**Problem to work on**
Pictures aside, quote the whole listing exactly.

**Given entries**
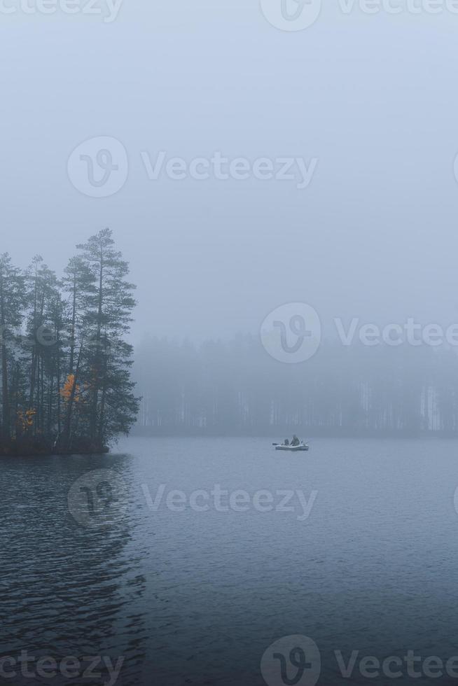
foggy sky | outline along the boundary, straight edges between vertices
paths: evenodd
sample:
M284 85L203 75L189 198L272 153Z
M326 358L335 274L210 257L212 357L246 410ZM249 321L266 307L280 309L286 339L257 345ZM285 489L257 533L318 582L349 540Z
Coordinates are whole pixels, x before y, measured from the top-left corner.
M130 262L134 335L257 332L284 302L372 322L458 320L458 15L344 15L282 31L258 0L124 0L0 15L1 251L60 272L106 226ZM129 176L67 176L116 138ZM141 153L318 158L310 186L148 178Z

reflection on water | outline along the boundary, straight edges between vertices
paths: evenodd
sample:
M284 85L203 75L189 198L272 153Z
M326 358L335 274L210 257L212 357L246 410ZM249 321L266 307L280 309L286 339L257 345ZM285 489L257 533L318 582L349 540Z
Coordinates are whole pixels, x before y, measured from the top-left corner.
M343 678L336 650L346 664L352 651L458 654L454 443L322 440L286 456L270 443L132 439L119 454L3 459L1 654L122 657L117 683L132 686L261 686L269 646L295 634L317 646L319 684L386 682L359 662ZM249 506L195 507L217 486ZM167 501L174 490L183 506ZM254 506L260 490L270 511ZM286 669L279 654L271 662ZM9 682L110 678L106 663L97 678Z
M110 461L132 487L131 458ZM37 659L50 656L57 662L103 656L116 665L123 657L118 682L137 686L147 640L143 564L148 551L135 538L135 511L97 530L78 525L67 507L75 480L106 461L85 456L2 460L1 650L4 656L19 657L27 650ZM92 670L101 673L99 678L81 682L106 682L104 664ZM88 661L83 667L89 667ZM31 680L20 670L12 680L66 681L60 673L50 679L35 672Z

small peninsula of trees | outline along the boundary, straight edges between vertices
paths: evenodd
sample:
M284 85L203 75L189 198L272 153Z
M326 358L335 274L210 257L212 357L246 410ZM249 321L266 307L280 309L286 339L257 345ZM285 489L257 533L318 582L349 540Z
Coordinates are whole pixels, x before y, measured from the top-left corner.
M127 264L109 229L76 247L60 279L0 255L0 454L104 452L135 421Z

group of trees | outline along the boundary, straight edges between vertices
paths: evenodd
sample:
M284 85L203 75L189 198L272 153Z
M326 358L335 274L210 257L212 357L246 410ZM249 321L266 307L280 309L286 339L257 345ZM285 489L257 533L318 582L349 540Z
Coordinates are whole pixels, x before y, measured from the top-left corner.
M109 229L77 250L60 279L0 255L0 453L103 451L135 421L127 262Z
M426 346L322 344L300 365L271 359L256 338L195 347L149 339L134 374L145 434L452 435L458 356Z

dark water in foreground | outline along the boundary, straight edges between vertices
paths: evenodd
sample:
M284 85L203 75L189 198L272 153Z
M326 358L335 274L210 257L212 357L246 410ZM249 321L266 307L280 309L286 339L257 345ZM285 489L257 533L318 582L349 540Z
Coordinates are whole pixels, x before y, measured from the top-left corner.
M458 683L458 659L445 667L458 656L458 445L321 440L289 455L270 442L132 439L92 458L3 459L0 650L35 660L29 677L4 662L15 676L0 682L113 683L124 658L119 685L262 685L265 651L300 634L317 648L271 650L269 686L313 686L320 654L319 684ZM305 660L290 656L301 647ZM346 678L335 651L345 665L359 651ZM45 656L57 676L36 673ZM83 676L97 656L102 676ZM396 660L374 678L366 656Z

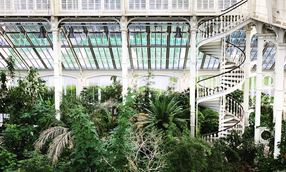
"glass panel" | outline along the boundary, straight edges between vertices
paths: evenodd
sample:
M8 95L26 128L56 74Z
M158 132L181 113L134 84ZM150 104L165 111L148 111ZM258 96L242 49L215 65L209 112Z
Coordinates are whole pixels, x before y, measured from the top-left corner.
M53 60L51 55L53 53L51 48L36 48L35 49L47 69L53 69Z
M61 48L62 64L66 69L80 69L72 50L69 48Z

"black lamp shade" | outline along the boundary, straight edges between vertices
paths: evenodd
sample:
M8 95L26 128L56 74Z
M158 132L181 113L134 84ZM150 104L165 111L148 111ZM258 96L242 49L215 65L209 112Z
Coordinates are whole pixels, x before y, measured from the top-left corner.
M74 35L74 29L72 27L69 27L69 35L67 36L67 38L76 38L76 36Z
M181 34L181 28L179 26L177 26L176 28L176 34L174 36L175 38L182 38L182 34Z
M40 27L40 34L38 37L39 38L47 38L46 36L46 34L44 32L44 26L41 26Z

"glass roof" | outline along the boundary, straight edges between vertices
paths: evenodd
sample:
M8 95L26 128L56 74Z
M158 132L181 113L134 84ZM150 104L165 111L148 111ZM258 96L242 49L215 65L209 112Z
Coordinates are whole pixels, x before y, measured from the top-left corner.
M15 59L17 67L29 67L41 69L53 69L52 35L51 28L45 26L46 38L39 38L39 27L9 26L0 27L0 68L5 68L9 56ZM121 34L118 26L73 26L76 36L67 38L69 26L61 30L62 68L64 69L121 69ZM183 69L190 67L191 52L189 27L180 26L182 37L174 37L175 26L130 25L127 42L127 66L129 69ZM246 43L245 30L243 28L230 35L226 40L244 50ZM250 61L257 59L257 36L251 42ZM242 53L229 46L226 55L239 57ZM272 42L264 45L263 69L274 68L275 48ZM197 54L197 53L198 54ZM198 55L196 68L217 69L219 60L206 55L196 50ZM255 69L255 65L251 67Z

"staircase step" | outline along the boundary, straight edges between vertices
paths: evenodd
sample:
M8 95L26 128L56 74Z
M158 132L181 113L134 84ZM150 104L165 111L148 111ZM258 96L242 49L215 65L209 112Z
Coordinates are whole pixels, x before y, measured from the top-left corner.
M225 85L234 85L236 83L239 82L239 80L234 80L233 79L222 79L221 83Z

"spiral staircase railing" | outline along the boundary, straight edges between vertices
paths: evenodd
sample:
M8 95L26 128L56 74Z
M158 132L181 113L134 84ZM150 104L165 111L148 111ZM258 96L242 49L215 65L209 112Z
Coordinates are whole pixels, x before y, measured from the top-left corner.
M224 33L225 36L228 30L229 32L231 29L238 29L241 27L240 26L241 24L245 24L245 21L250 18L247 2L247 1L241 1L223 10L227 11L223 13L199 24L198 25L199 50L200 47L223 37L218 36L219 35L221 35ZM249 21L248 22L249 23ZM222 42L222 41L221 41ZM221 135L227 134L228 131L233 128L241 132L243 130L242 120L244 116L243 107L227 94L239 88L244 83L245 54L243 50L234 44L226 41L225 42L225 43L227 43L235 47L242 54L239 58L231 58L230 56L228 58L224 58L221 62L223 73L197 82L197 103L222 97L220 99L221 104L220 105L222 107L221 110L223 111L221 113L230 116L231 116L230 114L231 115L233 116L231 119L235 120L233 120L232 122L225 124L224 115L221 115L220 117L219 123L220 124L219 127L220 128L219 131L201 136L208 140L218 136L219 134L221 134ZM211 46L210 47L210 48L211 48ZM230 65L229 64L232 64L233 65ZM214 83L217 78L219 79L220 85L214 87L215 83Z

**Answer**
foggy sky | outline along the boundary, straight edges between vertices
paths: evenodd
sample:
M284 85L203 75L189 198L272 153Z
M326 358L335 274L210 257L212 357L246 410ZM249 321L266 307L280 309L286 339L257 345ZM285 489L257 533L318 582L349 540Z
Coordinates are whole pixels, x before y, measured from the top-left corner.
M130 262L134 335L257 332L284 302L372 322L458 320L458 15L344 15L282 31L258 0L124 0L0 15L1 251L60 272L106 226ZM129 176L67 176L116 138ZM141 153L318 158L310 186L148 178Z

reflection on water | outline along the boundary, straight edges between vertices
paths: evenodd
sample:
M284 85L203 75L189 198L272 153Z
M326 358L335 274L210 257L212 357L246 410ZM249 321L266 307L280 309L286 339L257 345ZM285 489L257 533L318 582L349 540Z
Coordinates are whole pixels, x before y, measured from the top-left corner.
M343 678L336 650L346 664L352 651L458 654L454 443L322 440L286 456L270 443L132 439L119 454L3 459L1 654L122 657L117 683L132 686L261 686L269 646L295 634L317 646L319 684L386 682L359 662ZM249 506L195 507L217 486ZM167 501L174 490L183 506ZM254 506L260 490L270 511ZM286 669L279 654L271 662ZM9 682L110 678L106 663L97 678Z
M110 461L132 487L131 458ZM37 659L50 656L57 662L103 656L116 665L123 657L118 682L137 686L147 640L143 564L148 551L135 538L135 511L97 530L78 525L67 507L75 480L106 461L85 456L2 460L1 650L4 656L19 657L27 650ZM92 670L101 673L99 678L81 682L106 682L104 664ZM88 661L83 667L89 667ZM31 680L20 670L12 680L66 681L60 673L50 679L35 672Z

small peninsula of trees | outline along the boundary, straight edges between vertices
paths: evenodd
sample:
M284 85L203 75L189 198L272 153Z
M326 358L335 274L210 257L212 357L246 410ZM249 321L266 307L280 309L286 339L257 345ZM285 489L257 533L318 582L349 540Z
Coordinates are whole pixels, x before y, measured from the top-left corner.
M127 264L109 229L76 247L60 279L0 255L0 454L104 452L135 421Z

group of trees | outline along the boundary, straight edges between vertices
paths: evenodd
sample:
M284 85L203 75L189 198L272 153Z
M326 358L335 274L210 257L212 357L246 410ZM249 321L266 307L280 309L286 339L257 345ZM285 489L257 533L318 582L349 540Z
Coordinates are whole pixels, x before y, measured from the top-left corner.
M109 229L77 250L60 279L0 255L0 453L103 451L135 421L127 262Z
M426 346L322 344L300 365L271 359L256 338L195 347L149 339L134 374L145 434L452 435L458 356Z

dark water in foreground | outline along the boundary, straight edges between vertices
paths: evenodd
sample:
M284 85L203 75L189 198L272 153Z
M326 358L335 274L210 257L212 357L246 410ZM249 321L266 307L280 309L286 339L257 345ZM285 489L257 533L318 582L349 540Z
Coordinates are whole pixels, x before y, measured from the top-left corner.
M458 683L458 659L445 667L458 656L458 445L321 440L289 455L270 442L132 439L92 458L3 459L0 650L35 660L29 677L4 662L15 676L0 682L113 683L124 658L119 685L262 685L265 651L300 634L317 648L271 650L269 686L313 686L320 654L319 684ZM305 660L290 656L301 647ZM346 678L335 651L345 665L359 651ZM45 656L57 676L36 673ZM83 676L97 656L102 676ZM396 660L374 678L366 656Z

"glass panel" | outline along the boundary, straight edges between vertices
paths: evenodd
sample:
M8 95L26 128L56 74Z
M158 132L181 113L134 84ZM150 104L165 111L148 111ZM258 96L242 49L215 65L209 112Z
Coordinates are whole pixels, x before y, measured from the top-left corner.
M53 60L51 55L53 53L51 48L36 48L35 49L47 69L53 69Z
M61 48L62 64L66 69L80 69L72 50L69 48Z

"black lamp shade" | outline along the boundary, straight edges between vertices
paths: evenodd
sample:
M8 95L26 128L56 74Z
M158 132L181 113L134 84ZM150 104L165 111L148 111ZM258 96L242 49L215 65L209 112Z
Coordinates are whole pixels, x before y, measured from the top-left corner.
M74 35L74 29L72 27L69 27L69 35L67 36L67 38L76 38L76 36Z
M181 34L181 28L179 26L177 26L176 28L176 34L174 36L175 38L182 38L182 34Z
M40 27L40 34L38 37L39 38L47 38L46 36L46 34L44 32L44 26L41 26Z

"glass roof" | outline along the boundary, straight edges between vertices
paths: evenodd
sample:
M8 95L26 128L56 74Z
M158 132L181 113L134 84ZM150 104L165 111L148 111ZM258 96L242 49L215 65L209 112Z
Coordinates are whole pixels, x before y, measured from the top-left corner.
M15 59L17 67L29 67L41 69L53 69L52 35L51 28L45 26L46 38L39 38L39 27L9 26L0 27L0 68L5 68L9 56ZM121 34L118 26L73 26L76 36L67 38L69 26L61 30L62 68L64 69L121 69ZM183 69L190 67L191 52L189 27L180 26L182 37L174 37L175 26L130 25L127 42L127 66L129 69ZM246 43L245 30L243 28L230 35L226 40L244 50ZM250 61L257 59L257 36L251 42ZM242 53L229 46L226 55L239 57ZM272 42L264 45L263 69L274 68L275 48ZM197 54L197 53L198 54ZM198 55L196 68L217 69L219 60L206 55L196 50ZM255 69L255 65L251 67Z

"staircase step" | outline along the boundary, straight edges between vertices
paths: evenodd
sample:
M8 95L26 128L56 74Z
M158 132L181 113L134 84ZM150 104L165 111L148 111ZM258 96L242 49L215 65L209 112Z
Coordinates are whole pixels, x before y, measured from the top-left corner.
M225 85L234 85L236 83L239 82L239 80L234 80L233 79L222 79L221 83Z

"spiral staircase railing" | outline along the boundary, straight edges between vertices
paths: evenodd
sample:
M8 95L26 128L56 74Z
M158 132L181 113L134 84ZM150 104L165 111L148 111ZM258 96L242 49L215 65L209 112Z
Coordinates are whole pixels, x before y, measured from the top-left corner.
M224 33L225 36L228 30L229 32L231 29L238 29L241 27L240 26L241 24L245 24L245 21L250 18L247 2L247 1L241 1L223 10L227 11L223 13L199 24L198 25L199 50L200 47L223 37L218 36L219 35L221 35ZM249 21L248 22L249 23ZM222 42L222 41L221 41ZM221 135L227 134L228 131L233 128L241 132L243 130L242 120L244 116L243 107L227 94L239 88L244 83L245 54L243 50L234 44L226 41L225 42L225 43L227 43L235 47L242 54L239 58L231 58L230 56L228 58L224 58L221 62L223 73L197 82L197 103L222 97L220 99L221 104L220 105L222 107L221 110L223 111L221 113L230 116L231 116L230 114L231 115L233 116L231 119L235 120L233 120L232 122L225 124L224 115L221 115L220 117L219 123L220 124L219 127L220 128L219 131L201 136L208 140L218 136L219 134L221 134ZM211 46L210 47L210 48L211 48ZM230 65L229 64L232 64L233 65ZM214 83L217 78L219 79L220 85L214 87L215 83Z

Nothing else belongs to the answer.